Aim of the exercise:
Can you quote the lines below exactly, starting at the line with "Please place a point on the parsley" and going through the last one?

Data for the task:
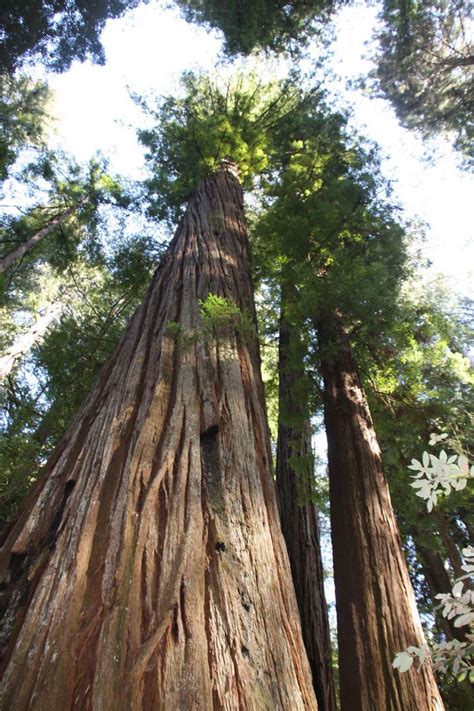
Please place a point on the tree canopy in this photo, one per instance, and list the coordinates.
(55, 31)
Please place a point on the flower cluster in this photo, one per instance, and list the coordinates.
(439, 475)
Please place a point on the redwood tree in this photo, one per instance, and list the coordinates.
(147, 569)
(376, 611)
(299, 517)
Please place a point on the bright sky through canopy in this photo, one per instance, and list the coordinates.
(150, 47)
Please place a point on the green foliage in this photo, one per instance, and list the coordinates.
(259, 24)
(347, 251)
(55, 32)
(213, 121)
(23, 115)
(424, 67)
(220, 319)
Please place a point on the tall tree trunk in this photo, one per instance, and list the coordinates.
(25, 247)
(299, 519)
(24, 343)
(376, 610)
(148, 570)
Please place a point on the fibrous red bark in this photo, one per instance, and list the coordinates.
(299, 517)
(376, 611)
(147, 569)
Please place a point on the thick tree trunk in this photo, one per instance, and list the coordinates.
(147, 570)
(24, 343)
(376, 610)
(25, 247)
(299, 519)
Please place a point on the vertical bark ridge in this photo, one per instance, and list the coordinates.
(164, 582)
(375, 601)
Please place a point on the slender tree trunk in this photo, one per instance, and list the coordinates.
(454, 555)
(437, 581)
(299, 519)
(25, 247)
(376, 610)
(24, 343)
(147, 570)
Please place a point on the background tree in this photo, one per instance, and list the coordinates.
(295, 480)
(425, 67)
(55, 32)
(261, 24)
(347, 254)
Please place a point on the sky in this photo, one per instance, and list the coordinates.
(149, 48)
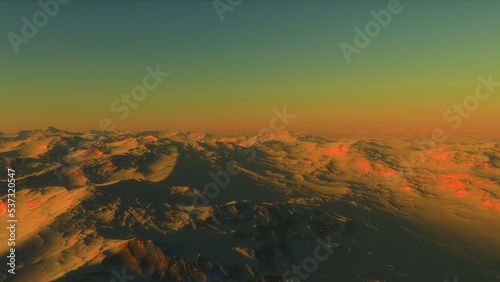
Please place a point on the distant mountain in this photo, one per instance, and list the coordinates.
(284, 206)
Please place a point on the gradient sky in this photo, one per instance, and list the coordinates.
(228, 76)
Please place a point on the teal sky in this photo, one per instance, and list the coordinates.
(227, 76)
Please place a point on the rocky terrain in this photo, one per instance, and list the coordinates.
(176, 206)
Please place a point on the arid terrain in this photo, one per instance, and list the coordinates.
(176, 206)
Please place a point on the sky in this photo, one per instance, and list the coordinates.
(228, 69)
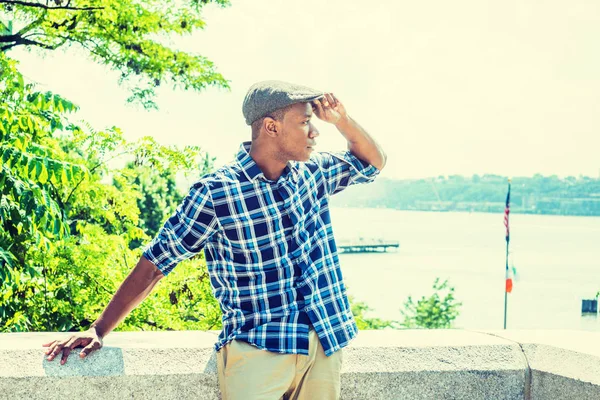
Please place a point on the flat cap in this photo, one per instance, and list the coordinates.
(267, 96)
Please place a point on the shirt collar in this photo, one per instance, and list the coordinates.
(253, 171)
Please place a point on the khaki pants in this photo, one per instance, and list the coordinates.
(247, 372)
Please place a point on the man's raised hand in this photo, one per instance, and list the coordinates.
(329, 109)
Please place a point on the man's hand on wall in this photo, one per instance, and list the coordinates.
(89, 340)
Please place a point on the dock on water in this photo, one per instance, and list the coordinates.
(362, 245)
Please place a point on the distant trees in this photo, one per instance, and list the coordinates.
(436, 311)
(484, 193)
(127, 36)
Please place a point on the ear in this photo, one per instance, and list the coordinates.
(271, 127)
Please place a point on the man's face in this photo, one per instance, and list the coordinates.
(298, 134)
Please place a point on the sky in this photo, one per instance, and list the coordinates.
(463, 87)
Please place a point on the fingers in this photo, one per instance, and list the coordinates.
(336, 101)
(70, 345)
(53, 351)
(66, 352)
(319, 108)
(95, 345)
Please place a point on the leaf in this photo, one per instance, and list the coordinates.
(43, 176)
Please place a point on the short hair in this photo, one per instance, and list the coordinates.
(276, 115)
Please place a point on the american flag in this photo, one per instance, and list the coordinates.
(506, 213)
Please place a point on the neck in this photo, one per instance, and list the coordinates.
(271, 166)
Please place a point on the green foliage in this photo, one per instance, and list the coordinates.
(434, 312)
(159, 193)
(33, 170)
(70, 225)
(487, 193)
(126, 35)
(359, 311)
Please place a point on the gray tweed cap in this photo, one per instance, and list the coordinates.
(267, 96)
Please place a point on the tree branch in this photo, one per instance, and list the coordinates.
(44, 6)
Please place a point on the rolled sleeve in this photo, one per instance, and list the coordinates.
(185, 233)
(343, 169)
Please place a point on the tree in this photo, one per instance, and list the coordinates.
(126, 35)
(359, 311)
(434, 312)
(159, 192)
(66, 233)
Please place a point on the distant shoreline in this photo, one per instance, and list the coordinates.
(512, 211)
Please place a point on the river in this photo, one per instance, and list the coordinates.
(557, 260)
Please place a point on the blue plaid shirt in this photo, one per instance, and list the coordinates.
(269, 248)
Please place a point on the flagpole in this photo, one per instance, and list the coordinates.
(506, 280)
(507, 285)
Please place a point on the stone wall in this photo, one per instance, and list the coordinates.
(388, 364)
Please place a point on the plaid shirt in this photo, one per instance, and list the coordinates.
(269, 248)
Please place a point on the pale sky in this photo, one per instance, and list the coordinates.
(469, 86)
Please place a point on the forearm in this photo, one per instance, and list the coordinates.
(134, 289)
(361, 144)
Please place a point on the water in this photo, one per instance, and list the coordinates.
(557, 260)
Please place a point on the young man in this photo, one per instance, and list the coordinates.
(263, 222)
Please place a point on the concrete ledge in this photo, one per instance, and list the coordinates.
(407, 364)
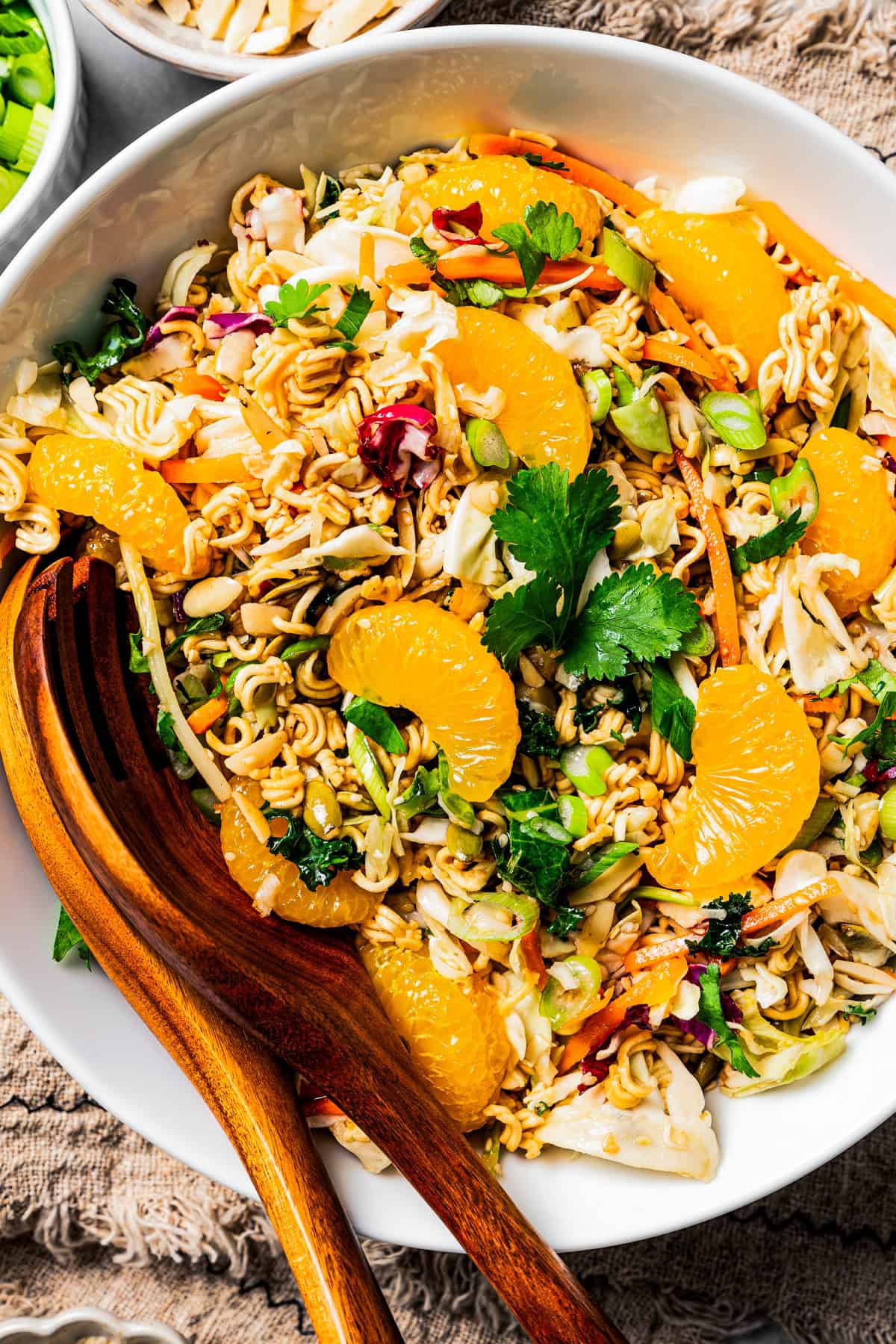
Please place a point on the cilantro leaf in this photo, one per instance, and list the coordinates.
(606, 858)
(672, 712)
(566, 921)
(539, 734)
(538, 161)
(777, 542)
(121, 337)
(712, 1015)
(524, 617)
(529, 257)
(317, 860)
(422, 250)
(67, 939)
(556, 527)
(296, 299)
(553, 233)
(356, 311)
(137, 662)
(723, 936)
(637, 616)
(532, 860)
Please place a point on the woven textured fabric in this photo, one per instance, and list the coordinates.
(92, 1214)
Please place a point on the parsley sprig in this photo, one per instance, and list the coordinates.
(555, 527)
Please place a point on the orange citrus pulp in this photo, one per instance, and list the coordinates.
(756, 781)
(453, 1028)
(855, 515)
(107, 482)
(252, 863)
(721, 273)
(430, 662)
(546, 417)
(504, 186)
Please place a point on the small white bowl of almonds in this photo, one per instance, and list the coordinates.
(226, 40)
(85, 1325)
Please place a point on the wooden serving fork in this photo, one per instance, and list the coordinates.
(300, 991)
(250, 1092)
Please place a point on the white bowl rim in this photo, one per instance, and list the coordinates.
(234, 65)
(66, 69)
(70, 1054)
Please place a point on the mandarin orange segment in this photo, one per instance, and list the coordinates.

Written answer:
Please place a point on the parsley sprig in this photo, one per instance, and list the coordinates.
(555, 527)
Please place a point on the orange citrus pulp in this photo, one per instance, and list the coordinates.
(756, 781)
(453, 1028)
(855, 515)
(107, 482)
(252, 863)
(721, 273)
(430, 662)
(546, 417)
(504, 186)
Please place a point on the small white bowl of almonds in this photo, one per instance, and list the coordinates.
(226, 40)
(85, 1325)
Please place a point on the wooden serving fork in this photo, one per instance, and list the coordinates.
(300, 991)
(250, 1092)
Please place a point on the white bowl rim in this photo, one per instance, and list the coordinates.
(234, 65)
(66, 69)
(70, 1054)
Please place a point on the mandarin orange segment in this photo, one per instance, and list the coordinates.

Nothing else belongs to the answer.